• **Document section**:

----

Bahraini physician, civil servant and politician (born 1961)

Mariam Adhbi Al Jalahma (مريم عذبي الجلاهمة, born 1961) is a Bahraini physician, civil servant and politician. In 2000 she was appointed to the Consultative Council, becoming one of its first female members.

==Biography==
Al Jalahma was born in Bahrain in 1961 and completed her secondary education at Al Hoora Secondary School for Girls in 1977. She then studied for a bachelor of medicine and surgery at the Qasr El Eyni faculty of Cairo University, graduating in 1985. She worked in the paediatric department of the Bahrain Defence Force Hospital in 1986–87, before joining the family medicine training programme of the Ministry of Health, where she worked until 1990.

After earning a certificate of specialisation in family medicine from the American University of Beirut in 1990, Al Jalahma worked as a family medicine consultant at Muharraq from 1990 to 1993. From 1993 to 1994 she was deputy chief medical officer at the National Bank of Bahrain's health centre. In 1994 she was awarded a higher diploma in medical education from the University of Dundee School of Medicine. From 1996 she held an assistant professorship at the Faculty of Medicine of the Arabian Gulf University, and in 1999 she also began introducing health programmes on radio and television.

In 2000 Al Jalahma completed a diploma in healthcare management at the Royal College of Surgeons in Ireland. In the same year she was one of four women appointed to the Consultative Council by Emir Hamad bin Isa Al Khalifa, becoming its first female members. She remained on the Consultative Council until 2002, after which she became Coordinator of International and Public Relations at the Ministry of Health.

Al Jalahma was appointed to the executive board of the Gulf Cooperation Council Health Ministers' Council in 2007. In 2015 she was appointed chief executive of the National Health Regulatory Authority.

----

(Image-grounded pointing rows)
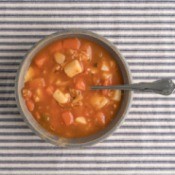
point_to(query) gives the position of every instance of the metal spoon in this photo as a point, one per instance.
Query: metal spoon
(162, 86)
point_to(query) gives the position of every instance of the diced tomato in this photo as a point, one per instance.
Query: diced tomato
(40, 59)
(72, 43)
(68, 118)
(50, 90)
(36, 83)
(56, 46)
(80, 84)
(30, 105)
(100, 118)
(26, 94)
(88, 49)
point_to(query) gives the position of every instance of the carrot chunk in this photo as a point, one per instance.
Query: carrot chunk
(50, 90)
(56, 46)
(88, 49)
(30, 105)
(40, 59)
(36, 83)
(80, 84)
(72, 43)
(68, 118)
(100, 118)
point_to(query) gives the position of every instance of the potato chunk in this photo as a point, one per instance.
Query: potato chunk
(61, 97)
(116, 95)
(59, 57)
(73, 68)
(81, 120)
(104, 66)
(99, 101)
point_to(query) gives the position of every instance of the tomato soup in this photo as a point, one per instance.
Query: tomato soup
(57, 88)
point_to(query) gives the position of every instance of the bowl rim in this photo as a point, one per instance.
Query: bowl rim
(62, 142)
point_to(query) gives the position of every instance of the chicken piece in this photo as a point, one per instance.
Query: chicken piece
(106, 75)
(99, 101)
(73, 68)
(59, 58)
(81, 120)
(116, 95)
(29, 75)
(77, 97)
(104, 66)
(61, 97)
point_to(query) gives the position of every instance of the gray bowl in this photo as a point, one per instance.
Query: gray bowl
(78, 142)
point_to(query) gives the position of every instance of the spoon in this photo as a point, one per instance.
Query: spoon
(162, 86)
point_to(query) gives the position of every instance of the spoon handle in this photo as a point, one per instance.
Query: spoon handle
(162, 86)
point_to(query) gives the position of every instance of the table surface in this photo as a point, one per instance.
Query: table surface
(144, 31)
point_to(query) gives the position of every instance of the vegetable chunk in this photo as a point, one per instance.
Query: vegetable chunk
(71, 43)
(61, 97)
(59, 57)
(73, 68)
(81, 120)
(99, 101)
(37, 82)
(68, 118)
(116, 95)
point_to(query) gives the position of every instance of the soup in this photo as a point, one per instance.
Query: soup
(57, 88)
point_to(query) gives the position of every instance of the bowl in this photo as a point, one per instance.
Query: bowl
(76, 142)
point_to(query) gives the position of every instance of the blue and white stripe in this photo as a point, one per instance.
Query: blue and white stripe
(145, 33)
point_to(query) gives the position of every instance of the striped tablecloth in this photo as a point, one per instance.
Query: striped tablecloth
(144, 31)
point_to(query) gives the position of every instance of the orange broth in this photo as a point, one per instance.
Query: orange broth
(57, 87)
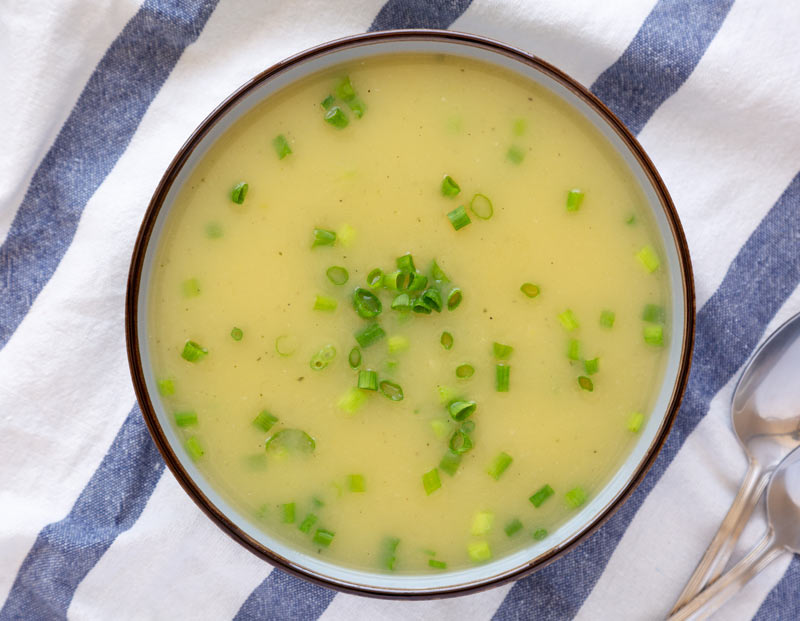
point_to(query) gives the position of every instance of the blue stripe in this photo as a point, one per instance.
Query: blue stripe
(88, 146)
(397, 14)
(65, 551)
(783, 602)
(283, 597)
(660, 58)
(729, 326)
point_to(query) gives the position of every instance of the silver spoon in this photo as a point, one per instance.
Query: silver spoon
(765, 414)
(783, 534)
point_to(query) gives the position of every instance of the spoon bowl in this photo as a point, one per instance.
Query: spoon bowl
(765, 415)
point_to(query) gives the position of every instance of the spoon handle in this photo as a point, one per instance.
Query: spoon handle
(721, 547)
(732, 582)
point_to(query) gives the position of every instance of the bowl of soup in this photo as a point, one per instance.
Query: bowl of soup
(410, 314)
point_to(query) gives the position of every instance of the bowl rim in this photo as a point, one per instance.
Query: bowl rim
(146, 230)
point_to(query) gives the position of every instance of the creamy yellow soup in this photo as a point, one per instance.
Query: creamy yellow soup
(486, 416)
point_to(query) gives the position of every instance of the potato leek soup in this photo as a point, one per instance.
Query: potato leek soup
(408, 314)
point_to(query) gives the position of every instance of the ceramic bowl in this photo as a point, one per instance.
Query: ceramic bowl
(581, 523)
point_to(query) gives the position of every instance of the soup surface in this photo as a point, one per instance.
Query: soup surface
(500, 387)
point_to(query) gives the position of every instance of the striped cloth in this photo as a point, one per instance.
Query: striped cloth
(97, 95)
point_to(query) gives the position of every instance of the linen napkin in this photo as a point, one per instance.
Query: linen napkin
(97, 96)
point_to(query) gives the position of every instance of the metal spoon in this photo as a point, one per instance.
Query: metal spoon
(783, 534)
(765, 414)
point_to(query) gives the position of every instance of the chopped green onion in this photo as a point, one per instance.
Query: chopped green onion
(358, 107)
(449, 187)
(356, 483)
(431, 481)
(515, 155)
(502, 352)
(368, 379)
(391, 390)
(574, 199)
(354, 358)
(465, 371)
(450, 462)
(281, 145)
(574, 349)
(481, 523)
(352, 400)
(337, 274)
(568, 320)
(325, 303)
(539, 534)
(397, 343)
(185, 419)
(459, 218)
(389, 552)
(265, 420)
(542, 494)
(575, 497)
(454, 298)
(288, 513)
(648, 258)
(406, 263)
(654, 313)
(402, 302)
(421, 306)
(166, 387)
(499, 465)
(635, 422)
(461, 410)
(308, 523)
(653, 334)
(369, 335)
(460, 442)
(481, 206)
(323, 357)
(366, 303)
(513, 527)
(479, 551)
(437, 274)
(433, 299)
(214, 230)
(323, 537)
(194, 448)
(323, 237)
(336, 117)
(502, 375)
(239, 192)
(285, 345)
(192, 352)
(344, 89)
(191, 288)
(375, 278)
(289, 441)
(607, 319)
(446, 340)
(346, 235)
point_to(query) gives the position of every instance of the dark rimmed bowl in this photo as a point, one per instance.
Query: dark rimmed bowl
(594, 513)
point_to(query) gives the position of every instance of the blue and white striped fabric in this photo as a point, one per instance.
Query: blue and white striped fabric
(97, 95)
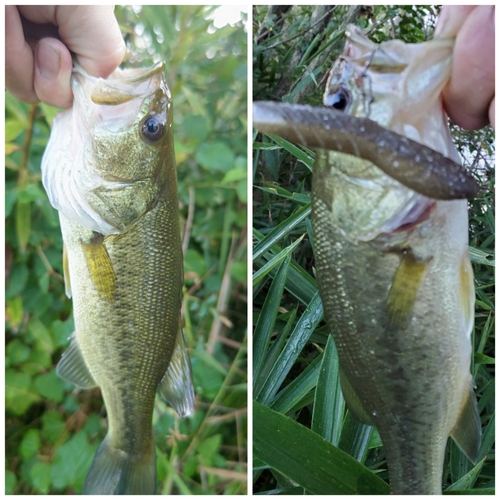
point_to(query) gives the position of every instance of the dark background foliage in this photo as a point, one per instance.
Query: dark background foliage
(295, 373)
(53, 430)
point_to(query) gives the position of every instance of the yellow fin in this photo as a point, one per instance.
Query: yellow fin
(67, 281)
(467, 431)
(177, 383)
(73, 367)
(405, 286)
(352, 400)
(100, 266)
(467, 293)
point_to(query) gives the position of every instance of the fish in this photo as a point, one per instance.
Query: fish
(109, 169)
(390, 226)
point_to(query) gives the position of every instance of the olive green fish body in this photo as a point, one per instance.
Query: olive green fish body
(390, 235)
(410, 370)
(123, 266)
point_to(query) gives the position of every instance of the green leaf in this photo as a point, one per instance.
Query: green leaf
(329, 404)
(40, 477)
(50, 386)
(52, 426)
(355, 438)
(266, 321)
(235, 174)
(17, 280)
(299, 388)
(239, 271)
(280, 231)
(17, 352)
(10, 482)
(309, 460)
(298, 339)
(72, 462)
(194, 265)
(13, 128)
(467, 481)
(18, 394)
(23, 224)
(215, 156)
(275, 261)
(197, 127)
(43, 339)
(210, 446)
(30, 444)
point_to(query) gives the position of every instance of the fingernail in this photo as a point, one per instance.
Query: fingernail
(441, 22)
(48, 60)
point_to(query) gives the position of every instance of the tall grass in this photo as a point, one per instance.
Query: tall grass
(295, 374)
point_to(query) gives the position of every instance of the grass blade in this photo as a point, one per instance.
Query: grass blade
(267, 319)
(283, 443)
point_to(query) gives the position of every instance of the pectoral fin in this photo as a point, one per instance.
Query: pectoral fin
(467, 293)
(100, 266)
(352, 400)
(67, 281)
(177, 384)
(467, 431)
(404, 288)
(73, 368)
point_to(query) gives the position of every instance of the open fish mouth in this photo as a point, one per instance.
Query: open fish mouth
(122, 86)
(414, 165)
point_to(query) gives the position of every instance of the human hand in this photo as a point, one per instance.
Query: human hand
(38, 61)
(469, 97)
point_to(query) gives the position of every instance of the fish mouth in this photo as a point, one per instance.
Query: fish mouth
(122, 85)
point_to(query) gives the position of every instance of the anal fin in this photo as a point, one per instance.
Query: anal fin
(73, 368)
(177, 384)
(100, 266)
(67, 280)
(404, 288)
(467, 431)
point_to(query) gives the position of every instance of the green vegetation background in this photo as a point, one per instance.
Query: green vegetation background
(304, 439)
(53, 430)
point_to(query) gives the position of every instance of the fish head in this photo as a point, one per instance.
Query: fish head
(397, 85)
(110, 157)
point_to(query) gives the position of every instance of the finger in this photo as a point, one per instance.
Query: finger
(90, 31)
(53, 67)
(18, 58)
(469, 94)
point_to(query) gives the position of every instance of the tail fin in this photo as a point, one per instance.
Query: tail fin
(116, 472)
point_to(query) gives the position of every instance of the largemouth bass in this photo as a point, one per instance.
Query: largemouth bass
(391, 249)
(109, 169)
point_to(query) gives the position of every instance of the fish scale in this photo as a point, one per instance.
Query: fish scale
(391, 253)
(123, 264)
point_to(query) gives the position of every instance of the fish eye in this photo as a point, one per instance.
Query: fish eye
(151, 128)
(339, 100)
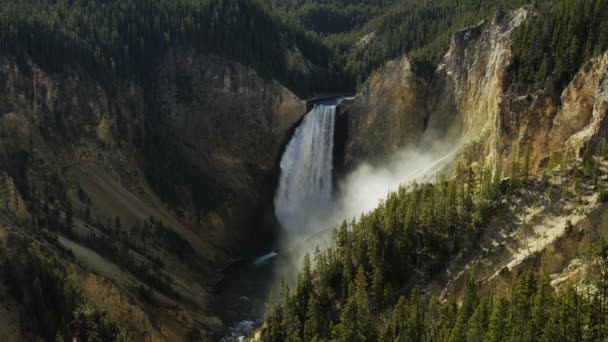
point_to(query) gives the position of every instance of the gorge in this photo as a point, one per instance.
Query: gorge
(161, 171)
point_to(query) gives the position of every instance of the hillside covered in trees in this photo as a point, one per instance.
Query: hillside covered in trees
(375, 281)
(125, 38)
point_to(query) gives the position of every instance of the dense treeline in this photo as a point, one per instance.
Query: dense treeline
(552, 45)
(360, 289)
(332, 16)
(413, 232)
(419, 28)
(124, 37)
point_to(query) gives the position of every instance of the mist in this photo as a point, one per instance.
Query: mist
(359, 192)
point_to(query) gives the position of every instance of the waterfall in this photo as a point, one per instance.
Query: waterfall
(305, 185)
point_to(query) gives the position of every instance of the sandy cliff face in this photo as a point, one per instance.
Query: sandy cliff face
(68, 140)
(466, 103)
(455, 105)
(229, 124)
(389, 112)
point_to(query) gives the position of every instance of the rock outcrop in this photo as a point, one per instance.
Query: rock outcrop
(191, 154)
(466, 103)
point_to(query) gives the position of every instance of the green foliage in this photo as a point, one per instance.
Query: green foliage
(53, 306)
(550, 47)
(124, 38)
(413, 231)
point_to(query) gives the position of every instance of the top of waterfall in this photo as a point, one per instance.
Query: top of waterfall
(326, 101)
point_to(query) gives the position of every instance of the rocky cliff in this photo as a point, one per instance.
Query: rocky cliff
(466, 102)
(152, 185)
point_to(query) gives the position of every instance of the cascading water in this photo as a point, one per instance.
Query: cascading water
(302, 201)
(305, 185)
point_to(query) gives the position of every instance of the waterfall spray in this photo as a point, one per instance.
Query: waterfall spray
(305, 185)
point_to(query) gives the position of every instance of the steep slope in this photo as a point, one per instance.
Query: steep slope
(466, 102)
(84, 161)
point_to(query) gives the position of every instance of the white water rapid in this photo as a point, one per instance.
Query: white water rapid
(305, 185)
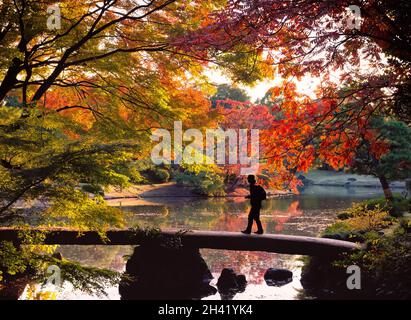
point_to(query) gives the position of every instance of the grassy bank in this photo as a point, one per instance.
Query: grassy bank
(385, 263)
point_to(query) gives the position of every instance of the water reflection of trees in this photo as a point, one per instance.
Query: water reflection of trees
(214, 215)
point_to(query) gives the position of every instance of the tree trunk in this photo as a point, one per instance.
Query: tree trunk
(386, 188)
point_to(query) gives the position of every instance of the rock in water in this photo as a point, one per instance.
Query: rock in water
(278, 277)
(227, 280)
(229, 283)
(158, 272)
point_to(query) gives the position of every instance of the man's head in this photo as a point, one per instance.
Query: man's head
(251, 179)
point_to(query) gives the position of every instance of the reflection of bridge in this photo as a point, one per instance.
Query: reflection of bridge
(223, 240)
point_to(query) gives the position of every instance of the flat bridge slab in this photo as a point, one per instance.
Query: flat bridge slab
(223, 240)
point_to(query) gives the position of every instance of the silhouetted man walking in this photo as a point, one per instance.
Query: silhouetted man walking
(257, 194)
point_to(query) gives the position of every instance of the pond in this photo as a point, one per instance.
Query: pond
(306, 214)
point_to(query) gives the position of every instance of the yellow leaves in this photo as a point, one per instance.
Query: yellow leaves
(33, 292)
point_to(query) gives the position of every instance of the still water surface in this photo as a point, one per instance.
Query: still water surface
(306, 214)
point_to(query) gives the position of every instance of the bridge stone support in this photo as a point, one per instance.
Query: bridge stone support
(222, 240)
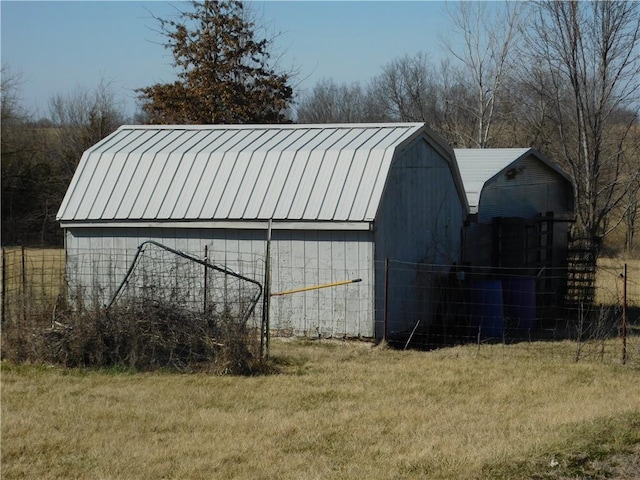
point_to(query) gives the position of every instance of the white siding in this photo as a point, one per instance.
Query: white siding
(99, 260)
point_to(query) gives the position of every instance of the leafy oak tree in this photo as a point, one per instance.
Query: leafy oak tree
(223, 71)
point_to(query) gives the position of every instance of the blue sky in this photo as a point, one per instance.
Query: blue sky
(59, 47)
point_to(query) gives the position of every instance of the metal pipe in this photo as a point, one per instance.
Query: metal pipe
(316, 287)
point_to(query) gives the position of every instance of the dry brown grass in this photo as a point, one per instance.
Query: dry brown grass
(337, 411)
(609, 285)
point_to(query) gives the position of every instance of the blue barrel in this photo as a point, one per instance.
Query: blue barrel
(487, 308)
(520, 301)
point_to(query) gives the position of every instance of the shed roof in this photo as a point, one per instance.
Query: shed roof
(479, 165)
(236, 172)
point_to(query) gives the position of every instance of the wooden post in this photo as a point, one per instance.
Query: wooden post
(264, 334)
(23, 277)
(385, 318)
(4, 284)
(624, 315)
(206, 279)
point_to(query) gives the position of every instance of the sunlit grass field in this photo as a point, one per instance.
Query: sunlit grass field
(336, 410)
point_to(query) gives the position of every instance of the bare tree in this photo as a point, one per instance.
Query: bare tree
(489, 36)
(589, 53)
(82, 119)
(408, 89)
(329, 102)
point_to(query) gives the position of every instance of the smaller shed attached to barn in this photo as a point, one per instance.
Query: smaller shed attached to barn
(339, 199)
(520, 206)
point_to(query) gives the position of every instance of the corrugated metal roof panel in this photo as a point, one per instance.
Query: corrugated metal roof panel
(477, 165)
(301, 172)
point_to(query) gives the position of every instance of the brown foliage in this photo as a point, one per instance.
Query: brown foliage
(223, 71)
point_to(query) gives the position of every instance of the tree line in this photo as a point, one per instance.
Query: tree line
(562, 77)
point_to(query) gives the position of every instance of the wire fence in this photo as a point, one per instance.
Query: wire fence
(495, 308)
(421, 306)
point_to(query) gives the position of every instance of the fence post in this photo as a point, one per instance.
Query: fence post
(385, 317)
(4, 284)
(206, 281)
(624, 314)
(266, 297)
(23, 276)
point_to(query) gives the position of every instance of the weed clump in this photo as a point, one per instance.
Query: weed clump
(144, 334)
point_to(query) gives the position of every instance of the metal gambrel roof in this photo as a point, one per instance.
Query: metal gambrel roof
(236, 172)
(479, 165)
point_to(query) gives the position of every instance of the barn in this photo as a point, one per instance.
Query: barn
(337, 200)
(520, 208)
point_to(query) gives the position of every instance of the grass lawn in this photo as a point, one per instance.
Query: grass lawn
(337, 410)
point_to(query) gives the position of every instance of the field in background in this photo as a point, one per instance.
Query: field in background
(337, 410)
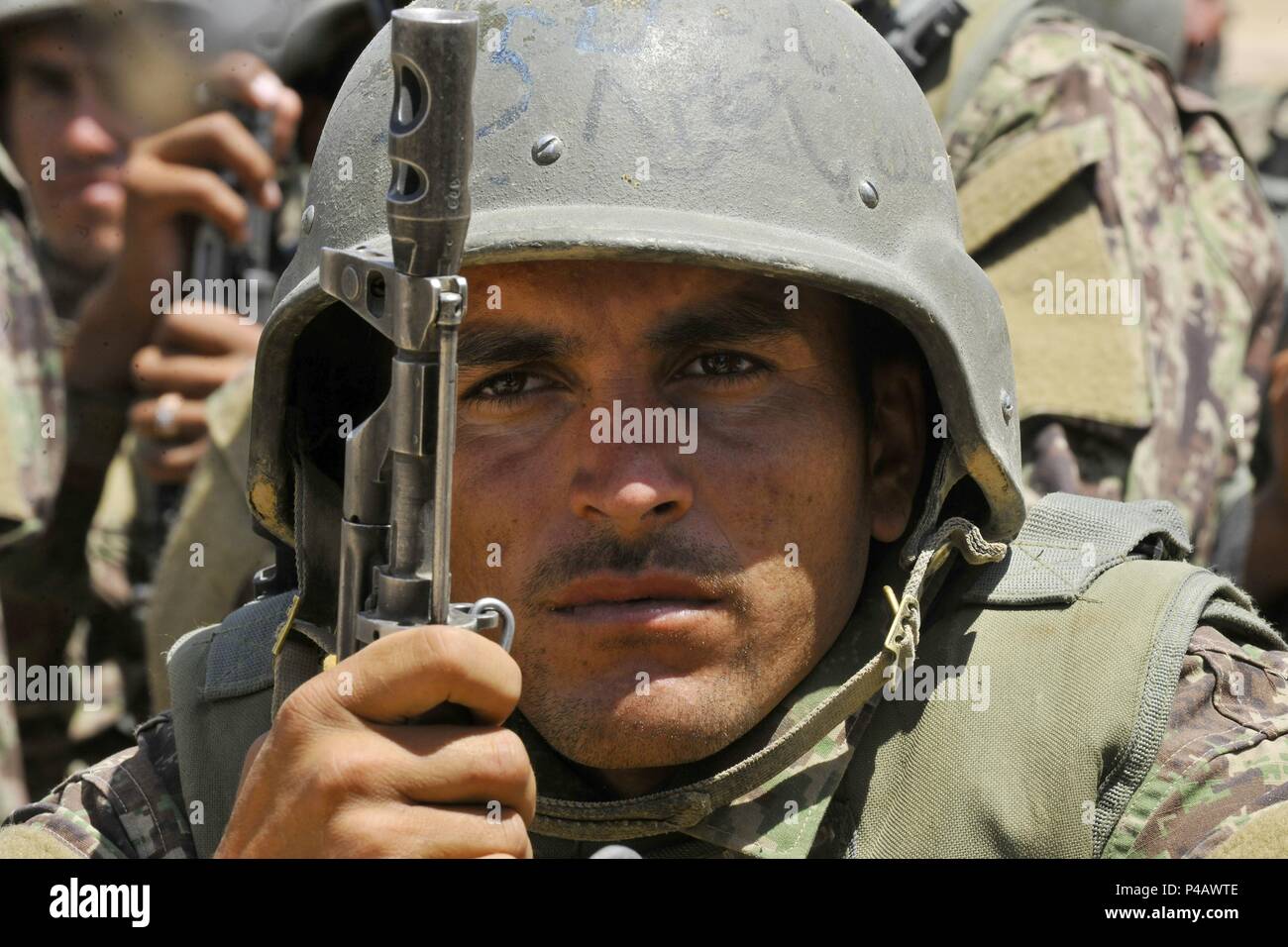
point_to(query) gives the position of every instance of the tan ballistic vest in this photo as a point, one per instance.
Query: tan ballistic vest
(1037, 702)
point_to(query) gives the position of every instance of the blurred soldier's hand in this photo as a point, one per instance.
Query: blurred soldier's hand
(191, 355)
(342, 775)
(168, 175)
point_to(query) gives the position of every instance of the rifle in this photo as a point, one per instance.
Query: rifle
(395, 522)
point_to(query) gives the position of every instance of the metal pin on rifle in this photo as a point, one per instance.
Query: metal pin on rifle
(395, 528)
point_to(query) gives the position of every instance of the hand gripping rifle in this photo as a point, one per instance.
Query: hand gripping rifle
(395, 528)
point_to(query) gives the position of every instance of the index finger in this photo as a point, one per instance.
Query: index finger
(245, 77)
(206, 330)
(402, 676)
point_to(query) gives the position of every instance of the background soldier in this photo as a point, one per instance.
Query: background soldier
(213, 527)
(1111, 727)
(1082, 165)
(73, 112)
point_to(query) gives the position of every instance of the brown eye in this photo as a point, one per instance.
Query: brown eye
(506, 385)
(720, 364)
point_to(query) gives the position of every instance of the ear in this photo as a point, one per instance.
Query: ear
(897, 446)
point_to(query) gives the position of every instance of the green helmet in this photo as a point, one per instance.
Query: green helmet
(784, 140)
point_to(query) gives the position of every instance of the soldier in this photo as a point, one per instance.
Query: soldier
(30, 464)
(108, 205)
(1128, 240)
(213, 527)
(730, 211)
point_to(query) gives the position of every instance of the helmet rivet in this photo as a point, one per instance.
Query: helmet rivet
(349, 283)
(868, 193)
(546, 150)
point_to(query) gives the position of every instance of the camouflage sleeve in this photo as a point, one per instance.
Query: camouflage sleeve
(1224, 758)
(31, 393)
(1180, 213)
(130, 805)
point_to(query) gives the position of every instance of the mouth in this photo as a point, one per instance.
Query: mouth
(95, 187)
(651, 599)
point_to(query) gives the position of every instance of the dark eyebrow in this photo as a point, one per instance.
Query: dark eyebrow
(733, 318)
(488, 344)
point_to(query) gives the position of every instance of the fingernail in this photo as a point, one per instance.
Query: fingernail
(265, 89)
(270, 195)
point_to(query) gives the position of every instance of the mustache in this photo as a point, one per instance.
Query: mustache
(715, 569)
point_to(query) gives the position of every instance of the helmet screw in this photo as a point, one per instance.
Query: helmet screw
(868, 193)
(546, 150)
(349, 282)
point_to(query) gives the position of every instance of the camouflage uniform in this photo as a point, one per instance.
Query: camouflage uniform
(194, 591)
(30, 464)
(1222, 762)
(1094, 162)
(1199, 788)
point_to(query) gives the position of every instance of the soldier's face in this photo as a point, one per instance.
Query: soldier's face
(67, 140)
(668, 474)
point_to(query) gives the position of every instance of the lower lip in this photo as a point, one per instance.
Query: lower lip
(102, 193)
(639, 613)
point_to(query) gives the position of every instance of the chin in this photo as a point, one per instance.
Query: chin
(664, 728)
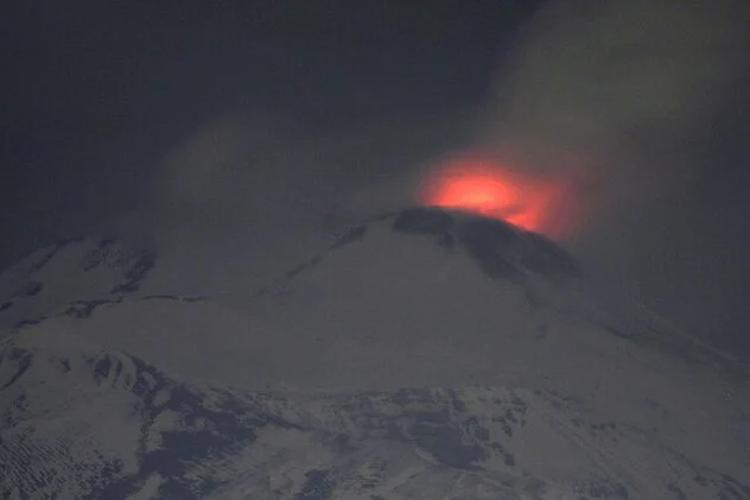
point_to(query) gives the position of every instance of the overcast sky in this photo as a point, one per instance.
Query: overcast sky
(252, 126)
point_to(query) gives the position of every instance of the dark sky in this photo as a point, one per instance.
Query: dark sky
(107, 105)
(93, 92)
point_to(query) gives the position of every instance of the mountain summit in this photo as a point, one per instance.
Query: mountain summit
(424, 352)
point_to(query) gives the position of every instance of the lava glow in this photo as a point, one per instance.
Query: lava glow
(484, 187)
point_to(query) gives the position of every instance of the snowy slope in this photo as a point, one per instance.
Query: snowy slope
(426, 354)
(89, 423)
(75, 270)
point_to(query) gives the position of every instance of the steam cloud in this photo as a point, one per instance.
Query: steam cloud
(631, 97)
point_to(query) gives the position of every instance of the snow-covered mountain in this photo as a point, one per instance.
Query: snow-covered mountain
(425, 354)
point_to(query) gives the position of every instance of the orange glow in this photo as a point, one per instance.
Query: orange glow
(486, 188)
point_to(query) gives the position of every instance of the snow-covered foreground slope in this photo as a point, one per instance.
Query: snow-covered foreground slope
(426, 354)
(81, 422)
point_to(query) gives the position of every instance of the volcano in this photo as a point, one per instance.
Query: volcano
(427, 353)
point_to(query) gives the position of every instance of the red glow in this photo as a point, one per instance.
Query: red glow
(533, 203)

----

• **Tasks for this exercise**:
1. Turn the paragraph of the biography that begins "After earning a certificate" into a short list that keeps its main facts.
2. Use the biography to answer these questions:
(a) Which school did Al Jalahma finish her secondary education at, and in what year?
(b) Who appointed her to the Consultative Council in 2000?
(c) What post was she given in 2015?
3. List every institution in the biography where Al Jalahma completed schooling or earned a degree, certificate, or diploma.
Work only from the biography, not the rows.

• **Answers for each item**:
1.
- 1990: Certificate of specialization in family medicine from the American University of Beirut
- 1990–1993: Family medicine consultant at Muharraq
- 1993–1994: Deputy chief medical officer at the National Bank of Bahrain's health center
- 1994: Higher diploma in medical education from the University of Dundee School of Medicine
- From 1996: Assistant professor at the Faculty of Medicine of the Arabian Gulf University
- From 1999: Also presented health programs on radio and television

2.
(a) Al Hoora Secondary School for Girls, in 1977.
(b) Emir Hamad bin Isa Al Khalifa.
(c) Chief executive of the National Health Regulatory Authority.

3.
- Al Hoora Secondary School for Girls
- Qasr El Eyni faculty of Cairo University
- American University of Beirut
- University of Dundee School of Medicine
- Royal College of Surgeons in Ireland